** begin Records for this exercise **
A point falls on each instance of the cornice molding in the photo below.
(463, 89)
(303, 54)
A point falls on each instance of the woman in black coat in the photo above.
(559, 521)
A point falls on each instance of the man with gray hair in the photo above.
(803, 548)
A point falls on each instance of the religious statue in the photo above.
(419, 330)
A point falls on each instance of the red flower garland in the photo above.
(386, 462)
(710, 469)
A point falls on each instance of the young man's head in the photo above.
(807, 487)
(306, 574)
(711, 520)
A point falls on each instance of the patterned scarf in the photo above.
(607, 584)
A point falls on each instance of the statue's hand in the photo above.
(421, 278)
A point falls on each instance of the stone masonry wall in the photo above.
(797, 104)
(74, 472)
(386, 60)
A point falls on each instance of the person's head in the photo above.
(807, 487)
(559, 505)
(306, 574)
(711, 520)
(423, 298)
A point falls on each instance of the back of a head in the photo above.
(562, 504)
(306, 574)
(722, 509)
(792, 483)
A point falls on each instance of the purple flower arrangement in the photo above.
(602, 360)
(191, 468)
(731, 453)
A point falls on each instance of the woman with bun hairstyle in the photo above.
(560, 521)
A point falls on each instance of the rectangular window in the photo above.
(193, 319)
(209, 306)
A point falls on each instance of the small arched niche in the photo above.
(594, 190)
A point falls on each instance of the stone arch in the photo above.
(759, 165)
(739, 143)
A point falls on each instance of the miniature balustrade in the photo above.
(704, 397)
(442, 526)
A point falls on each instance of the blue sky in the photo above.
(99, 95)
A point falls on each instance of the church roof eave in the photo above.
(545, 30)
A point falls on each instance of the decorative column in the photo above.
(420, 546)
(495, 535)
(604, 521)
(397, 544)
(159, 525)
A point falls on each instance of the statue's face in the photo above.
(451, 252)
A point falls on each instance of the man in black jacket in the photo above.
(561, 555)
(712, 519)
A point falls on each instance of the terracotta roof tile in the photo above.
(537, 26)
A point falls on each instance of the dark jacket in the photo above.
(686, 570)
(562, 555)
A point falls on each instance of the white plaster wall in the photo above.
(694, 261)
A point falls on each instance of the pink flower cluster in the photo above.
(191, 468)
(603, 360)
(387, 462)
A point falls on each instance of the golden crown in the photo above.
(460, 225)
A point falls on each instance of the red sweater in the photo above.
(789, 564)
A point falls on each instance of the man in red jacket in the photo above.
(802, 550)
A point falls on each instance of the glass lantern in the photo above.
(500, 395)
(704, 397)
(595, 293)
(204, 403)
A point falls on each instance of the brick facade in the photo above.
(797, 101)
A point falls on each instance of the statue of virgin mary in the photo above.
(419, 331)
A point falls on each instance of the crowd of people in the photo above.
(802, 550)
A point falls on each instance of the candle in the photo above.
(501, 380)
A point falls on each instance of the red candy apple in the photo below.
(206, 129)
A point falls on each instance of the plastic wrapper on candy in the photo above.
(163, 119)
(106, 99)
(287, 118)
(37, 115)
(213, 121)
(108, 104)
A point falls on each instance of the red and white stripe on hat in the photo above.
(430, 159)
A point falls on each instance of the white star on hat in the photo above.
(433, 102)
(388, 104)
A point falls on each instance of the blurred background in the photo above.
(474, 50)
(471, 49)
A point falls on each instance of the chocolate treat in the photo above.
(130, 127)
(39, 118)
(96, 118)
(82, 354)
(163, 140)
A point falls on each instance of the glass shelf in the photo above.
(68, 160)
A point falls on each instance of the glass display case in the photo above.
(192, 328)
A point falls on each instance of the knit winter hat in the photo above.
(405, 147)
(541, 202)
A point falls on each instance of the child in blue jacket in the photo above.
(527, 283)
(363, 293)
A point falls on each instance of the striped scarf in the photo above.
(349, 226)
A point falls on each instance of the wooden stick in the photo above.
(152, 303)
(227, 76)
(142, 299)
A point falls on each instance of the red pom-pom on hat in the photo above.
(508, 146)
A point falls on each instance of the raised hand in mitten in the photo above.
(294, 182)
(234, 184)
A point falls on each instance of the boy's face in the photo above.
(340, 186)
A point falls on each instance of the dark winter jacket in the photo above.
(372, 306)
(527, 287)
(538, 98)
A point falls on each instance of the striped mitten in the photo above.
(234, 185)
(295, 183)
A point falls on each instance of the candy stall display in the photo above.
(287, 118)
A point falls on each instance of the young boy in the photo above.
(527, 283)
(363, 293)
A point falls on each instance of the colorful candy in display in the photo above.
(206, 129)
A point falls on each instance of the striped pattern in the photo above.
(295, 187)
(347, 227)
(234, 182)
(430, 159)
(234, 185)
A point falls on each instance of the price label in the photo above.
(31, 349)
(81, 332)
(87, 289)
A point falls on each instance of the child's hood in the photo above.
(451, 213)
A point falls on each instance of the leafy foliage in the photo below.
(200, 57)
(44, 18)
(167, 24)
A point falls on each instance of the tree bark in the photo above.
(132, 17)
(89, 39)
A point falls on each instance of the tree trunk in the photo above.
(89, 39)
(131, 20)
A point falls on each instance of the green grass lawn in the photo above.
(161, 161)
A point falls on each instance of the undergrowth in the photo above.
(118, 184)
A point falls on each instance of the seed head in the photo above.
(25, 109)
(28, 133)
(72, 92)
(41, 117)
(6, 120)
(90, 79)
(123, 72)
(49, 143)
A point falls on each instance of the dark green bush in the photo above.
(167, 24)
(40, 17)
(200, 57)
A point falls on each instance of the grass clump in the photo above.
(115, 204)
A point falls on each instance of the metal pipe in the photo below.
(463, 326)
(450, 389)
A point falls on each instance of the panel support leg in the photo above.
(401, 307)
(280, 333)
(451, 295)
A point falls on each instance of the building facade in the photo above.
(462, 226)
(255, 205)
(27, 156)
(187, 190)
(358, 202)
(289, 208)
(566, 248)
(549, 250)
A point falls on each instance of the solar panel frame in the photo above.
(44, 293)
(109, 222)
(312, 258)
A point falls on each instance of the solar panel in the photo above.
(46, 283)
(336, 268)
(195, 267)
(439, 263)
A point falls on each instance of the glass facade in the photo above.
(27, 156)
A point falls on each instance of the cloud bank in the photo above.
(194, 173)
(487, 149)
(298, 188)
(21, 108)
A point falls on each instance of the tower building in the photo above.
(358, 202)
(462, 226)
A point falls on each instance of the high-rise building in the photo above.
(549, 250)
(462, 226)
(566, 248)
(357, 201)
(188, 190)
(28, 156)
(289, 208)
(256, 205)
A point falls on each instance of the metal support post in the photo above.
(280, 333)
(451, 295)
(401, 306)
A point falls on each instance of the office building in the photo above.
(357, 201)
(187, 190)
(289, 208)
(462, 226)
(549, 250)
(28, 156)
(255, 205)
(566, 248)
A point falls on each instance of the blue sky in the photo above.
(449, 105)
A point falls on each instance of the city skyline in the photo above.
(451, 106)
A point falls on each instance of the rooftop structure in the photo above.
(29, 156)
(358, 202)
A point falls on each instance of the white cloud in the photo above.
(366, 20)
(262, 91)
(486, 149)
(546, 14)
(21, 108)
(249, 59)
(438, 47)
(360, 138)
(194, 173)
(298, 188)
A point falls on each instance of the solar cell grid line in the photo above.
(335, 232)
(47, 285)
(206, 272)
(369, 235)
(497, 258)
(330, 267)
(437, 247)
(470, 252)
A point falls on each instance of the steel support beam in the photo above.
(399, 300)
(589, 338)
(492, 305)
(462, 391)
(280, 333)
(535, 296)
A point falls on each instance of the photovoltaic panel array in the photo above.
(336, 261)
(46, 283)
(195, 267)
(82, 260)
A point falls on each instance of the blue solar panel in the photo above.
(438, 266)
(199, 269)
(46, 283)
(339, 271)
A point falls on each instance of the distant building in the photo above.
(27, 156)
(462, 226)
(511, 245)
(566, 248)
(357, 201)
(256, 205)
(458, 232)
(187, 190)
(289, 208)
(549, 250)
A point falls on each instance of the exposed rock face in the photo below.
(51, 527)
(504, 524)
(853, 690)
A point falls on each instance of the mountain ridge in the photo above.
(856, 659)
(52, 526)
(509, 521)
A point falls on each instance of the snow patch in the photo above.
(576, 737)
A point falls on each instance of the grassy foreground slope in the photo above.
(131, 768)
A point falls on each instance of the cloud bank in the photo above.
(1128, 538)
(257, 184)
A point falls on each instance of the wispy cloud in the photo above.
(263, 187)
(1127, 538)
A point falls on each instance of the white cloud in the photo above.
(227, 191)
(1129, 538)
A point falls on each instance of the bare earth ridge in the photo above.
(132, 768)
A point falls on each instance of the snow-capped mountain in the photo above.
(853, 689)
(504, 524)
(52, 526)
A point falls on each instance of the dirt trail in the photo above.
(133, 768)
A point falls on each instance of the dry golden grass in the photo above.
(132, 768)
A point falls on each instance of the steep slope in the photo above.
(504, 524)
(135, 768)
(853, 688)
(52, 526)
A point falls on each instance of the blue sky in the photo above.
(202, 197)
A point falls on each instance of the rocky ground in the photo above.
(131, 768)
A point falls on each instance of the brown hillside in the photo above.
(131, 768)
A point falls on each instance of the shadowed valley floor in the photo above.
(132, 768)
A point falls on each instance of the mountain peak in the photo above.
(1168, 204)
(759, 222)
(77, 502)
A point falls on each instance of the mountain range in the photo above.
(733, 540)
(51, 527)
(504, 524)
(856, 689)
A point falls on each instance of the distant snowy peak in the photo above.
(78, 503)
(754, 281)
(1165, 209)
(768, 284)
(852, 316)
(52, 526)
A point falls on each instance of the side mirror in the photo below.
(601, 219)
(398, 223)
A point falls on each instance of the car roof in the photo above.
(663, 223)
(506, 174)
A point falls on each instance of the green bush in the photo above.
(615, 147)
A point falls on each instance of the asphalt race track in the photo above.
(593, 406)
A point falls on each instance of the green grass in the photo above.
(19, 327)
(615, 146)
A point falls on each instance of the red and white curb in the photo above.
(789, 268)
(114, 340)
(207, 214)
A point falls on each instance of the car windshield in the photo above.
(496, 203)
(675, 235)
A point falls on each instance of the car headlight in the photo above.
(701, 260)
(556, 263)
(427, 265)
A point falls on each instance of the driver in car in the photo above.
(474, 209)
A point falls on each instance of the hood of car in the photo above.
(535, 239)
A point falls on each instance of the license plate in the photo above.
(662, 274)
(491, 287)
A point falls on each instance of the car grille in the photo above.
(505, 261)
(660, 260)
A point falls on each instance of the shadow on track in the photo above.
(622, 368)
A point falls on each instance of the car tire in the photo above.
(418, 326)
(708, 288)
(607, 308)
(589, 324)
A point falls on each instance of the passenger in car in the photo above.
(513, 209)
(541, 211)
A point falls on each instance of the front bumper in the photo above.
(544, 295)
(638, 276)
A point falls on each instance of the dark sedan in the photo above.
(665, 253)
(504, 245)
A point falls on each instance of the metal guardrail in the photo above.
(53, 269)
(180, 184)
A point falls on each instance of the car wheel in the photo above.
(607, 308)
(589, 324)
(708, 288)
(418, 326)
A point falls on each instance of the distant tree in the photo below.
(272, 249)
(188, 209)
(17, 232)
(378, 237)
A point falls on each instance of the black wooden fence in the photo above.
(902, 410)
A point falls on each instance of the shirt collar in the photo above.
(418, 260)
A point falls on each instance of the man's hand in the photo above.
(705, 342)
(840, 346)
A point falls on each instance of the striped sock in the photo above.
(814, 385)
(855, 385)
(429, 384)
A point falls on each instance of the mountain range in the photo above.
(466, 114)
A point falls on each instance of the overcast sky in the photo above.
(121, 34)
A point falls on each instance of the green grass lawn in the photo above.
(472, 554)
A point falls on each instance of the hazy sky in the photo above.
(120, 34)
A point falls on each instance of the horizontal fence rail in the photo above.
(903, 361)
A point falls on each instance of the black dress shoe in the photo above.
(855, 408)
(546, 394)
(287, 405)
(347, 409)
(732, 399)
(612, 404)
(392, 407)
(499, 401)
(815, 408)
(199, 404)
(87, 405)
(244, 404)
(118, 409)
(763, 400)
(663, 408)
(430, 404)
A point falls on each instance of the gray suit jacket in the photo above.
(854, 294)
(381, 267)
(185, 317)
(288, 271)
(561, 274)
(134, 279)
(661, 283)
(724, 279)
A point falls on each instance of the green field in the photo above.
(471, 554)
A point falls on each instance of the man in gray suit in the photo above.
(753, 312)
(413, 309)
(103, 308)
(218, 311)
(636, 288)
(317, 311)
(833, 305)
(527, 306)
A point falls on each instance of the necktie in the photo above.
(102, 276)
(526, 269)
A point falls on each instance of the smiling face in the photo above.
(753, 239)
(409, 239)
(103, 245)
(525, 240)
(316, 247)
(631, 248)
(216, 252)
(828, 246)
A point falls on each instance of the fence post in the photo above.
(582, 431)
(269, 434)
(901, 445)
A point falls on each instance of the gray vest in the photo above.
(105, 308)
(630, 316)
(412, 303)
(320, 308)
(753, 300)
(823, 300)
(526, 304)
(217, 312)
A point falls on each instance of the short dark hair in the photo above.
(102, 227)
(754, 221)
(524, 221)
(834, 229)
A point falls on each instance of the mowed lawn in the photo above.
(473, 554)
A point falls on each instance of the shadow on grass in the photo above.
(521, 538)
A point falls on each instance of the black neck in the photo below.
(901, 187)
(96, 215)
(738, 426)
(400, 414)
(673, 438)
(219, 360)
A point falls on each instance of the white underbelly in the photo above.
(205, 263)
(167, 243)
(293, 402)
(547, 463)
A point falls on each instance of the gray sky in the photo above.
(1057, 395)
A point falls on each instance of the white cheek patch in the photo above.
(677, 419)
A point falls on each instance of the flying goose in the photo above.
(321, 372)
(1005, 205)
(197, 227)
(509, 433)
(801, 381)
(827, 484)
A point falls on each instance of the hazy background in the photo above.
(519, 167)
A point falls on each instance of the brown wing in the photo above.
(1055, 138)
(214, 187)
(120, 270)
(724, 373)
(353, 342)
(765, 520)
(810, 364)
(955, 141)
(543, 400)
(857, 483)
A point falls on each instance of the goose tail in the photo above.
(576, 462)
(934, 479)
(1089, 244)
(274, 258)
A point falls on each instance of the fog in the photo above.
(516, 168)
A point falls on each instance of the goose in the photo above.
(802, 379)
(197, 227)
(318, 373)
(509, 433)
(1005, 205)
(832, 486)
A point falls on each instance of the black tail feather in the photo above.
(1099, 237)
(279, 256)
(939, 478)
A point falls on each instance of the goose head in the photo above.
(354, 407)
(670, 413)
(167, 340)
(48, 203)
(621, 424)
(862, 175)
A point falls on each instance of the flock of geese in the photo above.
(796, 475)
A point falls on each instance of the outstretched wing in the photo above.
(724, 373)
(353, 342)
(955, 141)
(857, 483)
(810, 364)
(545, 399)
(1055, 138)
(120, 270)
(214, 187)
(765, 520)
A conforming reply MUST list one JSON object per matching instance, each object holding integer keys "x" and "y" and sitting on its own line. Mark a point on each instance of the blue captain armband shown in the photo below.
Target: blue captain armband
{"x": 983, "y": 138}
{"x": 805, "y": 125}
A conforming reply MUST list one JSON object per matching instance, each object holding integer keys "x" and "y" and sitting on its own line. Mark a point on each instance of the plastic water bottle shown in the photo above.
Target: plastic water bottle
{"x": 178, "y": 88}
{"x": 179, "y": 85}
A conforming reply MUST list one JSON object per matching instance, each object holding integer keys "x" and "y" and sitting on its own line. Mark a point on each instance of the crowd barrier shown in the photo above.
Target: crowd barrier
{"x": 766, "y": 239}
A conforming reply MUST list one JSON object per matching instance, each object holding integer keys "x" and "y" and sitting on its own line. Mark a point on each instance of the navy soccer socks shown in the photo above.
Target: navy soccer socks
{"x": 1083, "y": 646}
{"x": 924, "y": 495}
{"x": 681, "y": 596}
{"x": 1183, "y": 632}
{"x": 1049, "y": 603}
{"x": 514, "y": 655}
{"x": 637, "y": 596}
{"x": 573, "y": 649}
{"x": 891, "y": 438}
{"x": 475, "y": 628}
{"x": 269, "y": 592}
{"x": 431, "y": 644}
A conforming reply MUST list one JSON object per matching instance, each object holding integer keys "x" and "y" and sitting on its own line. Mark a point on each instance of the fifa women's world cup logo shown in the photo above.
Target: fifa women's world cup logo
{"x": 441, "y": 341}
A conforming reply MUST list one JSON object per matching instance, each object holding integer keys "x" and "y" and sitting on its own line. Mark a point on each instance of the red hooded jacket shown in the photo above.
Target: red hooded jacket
** end Records for this exercise **
▶ [Given exercise]
What are the lines from the one with "bottle shown in the photo above." through the last line of the records above? Quote them exactly and add nothing.

▶ [Result]
A conforming reply MUST list one JSON object per matching instance, each object holding integer keys "x" and "y" and sitting on its own line. Mark a point on each instance of the plastic water bottle shown in the photo above.
Target: plastic water bottle
{"x": 178, "y": 88}
{"x": 179, "y": 85}
A conforming reply MUST list one JSON object per matching instance, each object holding integer keys "x" and "y" and sitting on its own line. Mark a point on each instance of the crowd barrier shown in the photo above.
Target: crowd barrier
{"x": 766, "y": 239}
A conforming reply MUST list one JSON object per matching instance, each object holding integer keys "x" and "y" and sitting on its own line. Mark a point on each instance of the navy soccer socks shown in the photo above.
Target: navy soccer socks
{"x": 1083, "y": 646}
{"x": 924, "y": 495}
{"x": 681, "y": 596}
{"x": 1183, "y": 632}
{"x": 1049, "y": 603}
{"x": 514, "y": 655}
{"x": 637, "y": 596}
{"x": 573, "y": 649}
{"x": 891, "y": 438}
{"x": 475, "y": 628}
{"x": 269, "y": 592}
{"x": 431, "y": 644}
A conforming reply MUST list one JSON object per matching instance, each object holding integer keys "x" and "y" and sitting on its own line. Mark a point on each instance of the fifa women's world cup logo shown in the photo above.
Target: fifa women's world cup logo
{"x": 441, "y": 341}
A conforming reply MUST list one JSON object per matching instance, each object holding integer keys "x" and "y" and sitting on its own line. Mark a point on each instance of the red hooded jacket shown in the photo above.
Target: red hooded jacket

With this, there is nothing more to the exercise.